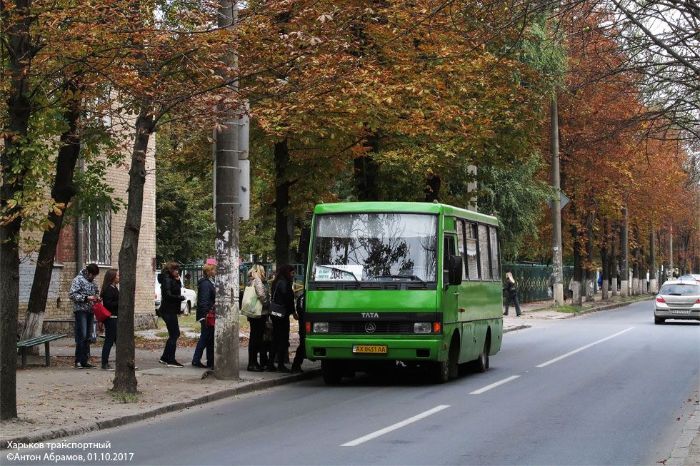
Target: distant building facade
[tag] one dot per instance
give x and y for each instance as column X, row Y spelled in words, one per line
column 98, row 240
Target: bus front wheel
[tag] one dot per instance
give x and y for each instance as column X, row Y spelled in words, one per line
column 332, row 372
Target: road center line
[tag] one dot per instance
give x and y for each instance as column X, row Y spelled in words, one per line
column 493, row 385
column 552, row 361
column 396, row 426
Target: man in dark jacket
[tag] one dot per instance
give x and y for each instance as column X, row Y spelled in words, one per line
column 206, row 296
column 83, row 293
column 171, row 292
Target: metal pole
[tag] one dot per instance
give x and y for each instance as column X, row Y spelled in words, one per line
column 556, row 206
column 226, row 349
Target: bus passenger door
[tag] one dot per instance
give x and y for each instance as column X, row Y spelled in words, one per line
column 450, row 295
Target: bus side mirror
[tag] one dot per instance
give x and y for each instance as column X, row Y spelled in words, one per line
column 455, row 270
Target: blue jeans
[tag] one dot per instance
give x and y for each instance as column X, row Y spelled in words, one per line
column 83, row 334
column 173, row 326
column 206, row 340
column 110, row 338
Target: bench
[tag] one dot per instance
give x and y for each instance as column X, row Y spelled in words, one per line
column 22, row 345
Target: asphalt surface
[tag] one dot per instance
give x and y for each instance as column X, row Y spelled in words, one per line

The exercise: Write out all of the records above line for line, without altering any wording, and leave out the pictures.

Worked solution:
Target: distant building facade
[tag] one dot per instance
give x and y for each instance as column X, row Y spelled in words, one per line
column 98, row 240
Target: bus front wheel
[tag] one dot per instance
give x and y for each instance as column X, row Y spelled in words, one per line
column 332, row 372
Target: road center line
[tag] one dot per instance
give x and y for each instance as column X, row Y spelled in words, one per line
column 493, row 385
column 552, row 361
column 396, row 426
Target: man in dark jacket
[tag] one dot per instance
give x and y for each instance as column X, row Y spelled in words, one per line
column 206, row 296
column 83, row 293
column 171, row 292
Target: metal pole
[tag] one dot per instance
give x and y for each instance as column X, row Y spelled in words, one per line
column 556, row 206
column 226, row 349
Target: bus passenger door
[tag] one dot per instance
give x and y for each instance as column X, row Y spelled in words, one per line
column 450, row 295
Target: bus side mirror
[tag] one dot per instance
give x and y for each instance as column X, row Y spelled in words, one per line
column 455, row 270
Target: blue jeans
[tag] one dot per instance
give x and y for each instance as column X, row Y spelled in words, one per line
column 83, row 334
column 173, row 326
column 206, row 340
column 110, row 338
Target: bench
[tag] one dot per instance
give x and y for each instance as column X, row Y spelled in words, one per line
column 22, row 345
Target: asphalt surface
[tag] one dot per instance
give x and y for each instance as column X, row Y spelled in words, one per line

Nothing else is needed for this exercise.